───── Stored records

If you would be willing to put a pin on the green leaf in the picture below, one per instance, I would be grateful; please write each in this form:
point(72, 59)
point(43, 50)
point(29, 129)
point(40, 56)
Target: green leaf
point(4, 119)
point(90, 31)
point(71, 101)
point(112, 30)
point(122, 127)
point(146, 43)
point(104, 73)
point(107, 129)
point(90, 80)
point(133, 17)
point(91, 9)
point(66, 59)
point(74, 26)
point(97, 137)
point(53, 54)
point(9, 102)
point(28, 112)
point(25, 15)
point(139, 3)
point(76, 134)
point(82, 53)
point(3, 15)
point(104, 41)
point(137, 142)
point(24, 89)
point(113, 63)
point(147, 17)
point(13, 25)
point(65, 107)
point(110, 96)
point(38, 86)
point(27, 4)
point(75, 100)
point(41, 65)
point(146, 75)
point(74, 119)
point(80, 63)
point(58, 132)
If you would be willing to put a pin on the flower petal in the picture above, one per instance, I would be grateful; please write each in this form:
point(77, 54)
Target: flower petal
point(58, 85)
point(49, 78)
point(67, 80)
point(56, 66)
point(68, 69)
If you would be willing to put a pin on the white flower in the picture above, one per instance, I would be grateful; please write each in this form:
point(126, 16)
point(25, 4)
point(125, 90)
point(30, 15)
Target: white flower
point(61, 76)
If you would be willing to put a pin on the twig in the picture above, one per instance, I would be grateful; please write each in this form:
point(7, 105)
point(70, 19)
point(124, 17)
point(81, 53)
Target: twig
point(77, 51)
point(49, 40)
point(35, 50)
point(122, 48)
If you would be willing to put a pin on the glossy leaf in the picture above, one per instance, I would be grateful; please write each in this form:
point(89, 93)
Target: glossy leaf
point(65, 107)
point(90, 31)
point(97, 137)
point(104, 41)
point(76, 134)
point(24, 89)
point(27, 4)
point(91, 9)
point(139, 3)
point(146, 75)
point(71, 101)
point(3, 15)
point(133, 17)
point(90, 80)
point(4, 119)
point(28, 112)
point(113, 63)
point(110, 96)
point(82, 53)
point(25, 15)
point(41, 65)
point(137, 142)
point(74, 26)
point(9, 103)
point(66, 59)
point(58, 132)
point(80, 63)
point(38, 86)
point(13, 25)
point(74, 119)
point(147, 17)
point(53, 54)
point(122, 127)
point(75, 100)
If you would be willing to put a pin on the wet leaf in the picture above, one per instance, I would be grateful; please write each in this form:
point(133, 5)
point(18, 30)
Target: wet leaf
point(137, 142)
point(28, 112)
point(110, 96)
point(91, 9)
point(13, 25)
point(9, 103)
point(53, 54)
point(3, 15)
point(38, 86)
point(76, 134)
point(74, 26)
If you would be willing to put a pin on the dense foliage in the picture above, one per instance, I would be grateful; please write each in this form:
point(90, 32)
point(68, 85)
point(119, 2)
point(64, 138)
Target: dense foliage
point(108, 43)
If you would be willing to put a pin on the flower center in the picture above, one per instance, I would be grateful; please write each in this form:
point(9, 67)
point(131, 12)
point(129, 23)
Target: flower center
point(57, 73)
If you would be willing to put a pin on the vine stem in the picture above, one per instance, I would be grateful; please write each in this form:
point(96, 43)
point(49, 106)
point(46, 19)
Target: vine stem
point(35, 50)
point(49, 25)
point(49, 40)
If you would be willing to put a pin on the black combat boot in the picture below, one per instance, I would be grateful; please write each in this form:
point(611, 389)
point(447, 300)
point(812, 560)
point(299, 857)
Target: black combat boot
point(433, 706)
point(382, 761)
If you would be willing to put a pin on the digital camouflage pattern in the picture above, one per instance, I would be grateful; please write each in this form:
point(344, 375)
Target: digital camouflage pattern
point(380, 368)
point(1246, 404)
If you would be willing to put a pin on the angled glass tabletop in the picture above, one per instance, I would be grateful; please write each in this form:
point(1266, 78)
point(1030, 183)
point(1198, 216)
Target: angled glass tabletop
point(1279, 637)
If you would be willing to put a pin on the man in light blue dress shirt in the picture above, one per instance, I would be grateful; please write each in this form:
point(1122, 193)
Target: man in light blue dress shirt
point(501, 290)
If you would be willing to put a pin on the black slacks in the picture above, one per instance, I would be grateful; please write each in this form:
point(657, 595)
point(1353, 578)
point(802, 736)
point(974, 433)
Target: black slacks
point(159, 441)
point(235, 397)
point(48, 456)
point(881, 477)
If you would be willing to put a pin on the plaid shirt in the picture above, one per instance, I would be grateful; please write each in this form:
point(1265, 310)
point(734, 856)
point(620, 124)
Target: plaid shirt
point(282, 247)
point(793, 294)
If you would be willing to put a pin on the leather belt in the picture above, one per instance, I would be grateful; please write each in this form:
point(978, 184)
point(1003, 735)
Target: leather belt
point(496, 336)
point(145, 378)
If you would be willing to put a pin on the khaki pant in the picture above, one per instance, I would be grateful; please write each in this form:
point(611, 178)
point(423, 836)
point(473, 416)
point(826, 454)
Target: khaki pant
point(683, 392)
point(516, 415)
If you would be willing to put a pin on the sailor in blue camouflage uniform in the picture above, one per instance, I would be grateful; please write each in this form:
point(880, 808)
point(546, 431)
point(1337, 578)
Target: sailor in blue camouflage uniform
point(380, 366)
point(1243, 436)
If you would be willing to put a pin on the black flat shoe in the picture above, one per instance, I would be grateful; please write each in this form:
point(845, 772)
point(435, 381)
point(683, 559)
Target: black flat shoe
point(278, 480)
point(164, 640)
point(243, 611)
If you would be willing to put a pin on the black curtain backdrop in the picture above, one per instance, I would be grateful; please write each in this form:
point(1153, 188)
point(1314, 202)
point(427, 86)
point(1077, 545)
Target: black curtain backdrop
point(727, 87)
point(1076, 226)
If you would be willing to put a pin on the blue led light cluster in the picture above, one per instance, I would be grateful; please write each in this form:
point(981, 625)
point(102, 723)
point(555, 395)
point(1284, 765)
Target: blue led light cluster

──────────

● Directions for this task: Print all of the rows above again, word for word.

● Response below:
If you would be willing to put a pin on the green leaf in the picture below, one per instance, I would be grateful; please write each in this form:
point(72, 59)
point(43, 50)
point(29, 129)
point(40, 56)
Target: green leaf
point(4, 119)
point(90, 31)
point(71, 101)
point(112, 30)
point(122, 127)
point(146, 43)
point(104, 73)
point(107, 129)
point(90, 80)
point(133, 17)
point(91, 9)
point(66, 59)
point(74, 26)
point(97, 137)
point(53, 54)
point(9, 102)
point(28, 112)
point(25, 15)
point(139, 3)
point(76, 134)
point(82, 53)
point(3, 15)
point(104, 41)
point(137, 142)
point(24, 89)
point(113, 63)
point(147, 17)
point(13, 25)
point(65, 107)
point(110, 96)
point(38, 86)
point(27, 4)
point(75, 100)
point(41, 65)
point(146, 75)
point(74, 119)
point(80, 63)
point(58, 132)
If you would be willing to put a pin on the flower petal in the picture above, one per instance, I would be grateful; please write each in this form:
point(77, 54)
Target: flower petal
point(58, 85)
point(49, 78)
point(67, 80)
point(56, 66)
point(68, 69)
If you would be willing to put a pin on the white flower in the picture above, one per instance, I would be grateful; please write each in this form:
point(126, 16)
point(25, 4)
point(125, 90)
point(30, 15)
Target: white flower
point(61, 76)
If you would be willing to put a pin on the twig in the picture above, one per instance, I would be grateful; please write each in this form:
point(7, 105)
point(70, 19)
point(124, 17)
point(81, 53)
Target: twig
point(77, 51)
point(49, 40)
point(35, 50)
point(122, 48)
If you would be willing to put a pin on the glossy leaf in the picture above, one per instance, I would be grateful; please write each in this form:
point(89, 93)
Target: glossy leaf
point(65, 107)
point(90, 31)
point(97, 137)
point(104, 41)
point(76, 134)
point(24, 89)
point(27, 4)
point(91, 9)
point(139, 3)
point(146, 75)
point(71, 101)
point(3, 15)
point(133, 17)
point(90, 80)
point(4, 119)
point(28, 112)
point(113, 63)
point(110, 96)
point(82, 53)
point(25, 15)
point(41, 65)
point(137, 142)
point(74, 26)
point(9, 103)
point(66, 59)
point(58, 132)
point(80, 63)
point(38, 86)
point(13, 25)
point(74, 119)
point(147, 17)
point(53, 54)
point(122, 127)
point(75, 100)
If you would be willing to put a pin on the wet leaf in the picture above, one per instance, I would be grateful; please write each in this form:
point(133, 5)
point(18, 30)
Target: wet leaf
point(137, 142)
point(28, 112)
point(110, 96)
point(91, 9)
point(13, 25)
point(9, 103)
point(53, 54)
point(3, 15)
point(38, 86)
point(76, 134)
point(74, 26)
If you would be willing to put a pin on the dense foliage in the picture above, one per instance, I would be grateful; please write each in this form:
point(90, 32)
point(68, 85)
point(119, 2)
point(64, 138)
Target: dense foliage
point(108, 43)
If you would be willing to put a pin on the flower center in the picture above, one per instance, I would be grateful; please write each in this form:
point(9, 67)
point(131, 12)
point(129, 23)
Target: flower center
point(57, 73)
If you would be willing to put a pin on the vine stem in the picture above, one per instance, I would be grateful; please write each in this form:
point(96, 43)
point(49, 106)
point(46, 19)
Target: vine stem
point(35, 50)
point(49, 25)
point(49, 40)
If you would be willing to put a pin on the black combat boot in the picture below, one per instance, I would be grateful; please write each in this form:
point(611, 389)
point(447, 300)
point(812, 560)
point(299, 857)
Target: black combat boot
point(433, 706)
point(382, 761)
If you would be willing to put a pin on the digital camouflage pattern in the picture above, one per instance, I would be grateful; please write each in this form:
point(344, 375)
Target: digital camouflage pattern
point(380, 368)
point(1246, 404)
If you would be willing to put a pin on the angled glass tabletop in the picture above, one per instance, I would be grateful; please write each in this form:
point(1266, 78)
point(1030, 183)
point(1198, 216)
Target: angled glass tabletop
point(1279, 637)
If you would be willing to put a pin on the man in light blue dress shirt in the picture above, one per instance, I would be grateful; please write each in this form:
point(1122, 193)
Target: man in light blue dress shirt
point(501, 290)
If you would be willing to put a pin on the black slacks in the picture above, one per instance, I would be grateful; please write each in this form:
point(657, 595)
point(1353, 578)
point(802, 736)
point(974, 433)
Target: black slacks
point(159, 441)
point(235, 397)
point(48, 456)
point(881, 477)
If you would be willing to put a pin on the plaid shirt in the picture above, one per instance, I would be grateful; please write each in this form:
point(1265, 310)
point(734, 856)
point(620, 124)
Target: plaid shirt
point(282, 247)
point(793, 294)
If you would be willing to put a pin on the leather belt in the picture above, one per instance, I would be grateful; please write each in this form:
point(978, 184)
point(1003, 735)
Target: leather belt
point(496, 336)
point(145, 378)
If you would be willing to put a pin on the khaki pant in the picture above, one per instance, I would be grateful; please write each in this form:
point(611, 178)
point(423, 836)
point(473, 416)
point(826, 454)
Target: khaki pant
point(683, 392)
point(516, 415)
If you would be willing to put a pin on the sailor in blue camouflage uniform in the picture above, one per instance, I would be grateful; please write each in this form:
point(880, 808)
point(546, 431)
point(1337, 578)
Target: sailor in blue camouflage uniform
point(380, 366)
point(1243, 436)
If you would be willing to put a pin on the black flat shoe in the picture above, one per instance, I would be grateful; please write each in this form:
point(845, 772)
point(435, 381)
point(683, 559)
Target: black flat shoe
point(278, 480)
point(164, 640)
point(243, 611)
If you would be willing to put a pin on the black curtain backdrop in the picture above, one per instance, I would be grateful; please write each in this form:
point(1153, 188)
point(1314, 202)
point(427, 86)
point(1077, 545)
Target: black curtain backdrop
point(727, 87)
point(1076, 226)
If you would be willing to put a pin on the blue led light cluster in the picture above, one per instance, I would be grateful; please write each in this form:
point(981, 625)
point(102, 723)
point(555, 395)
point(1284, 765)
Target: blue led light cluster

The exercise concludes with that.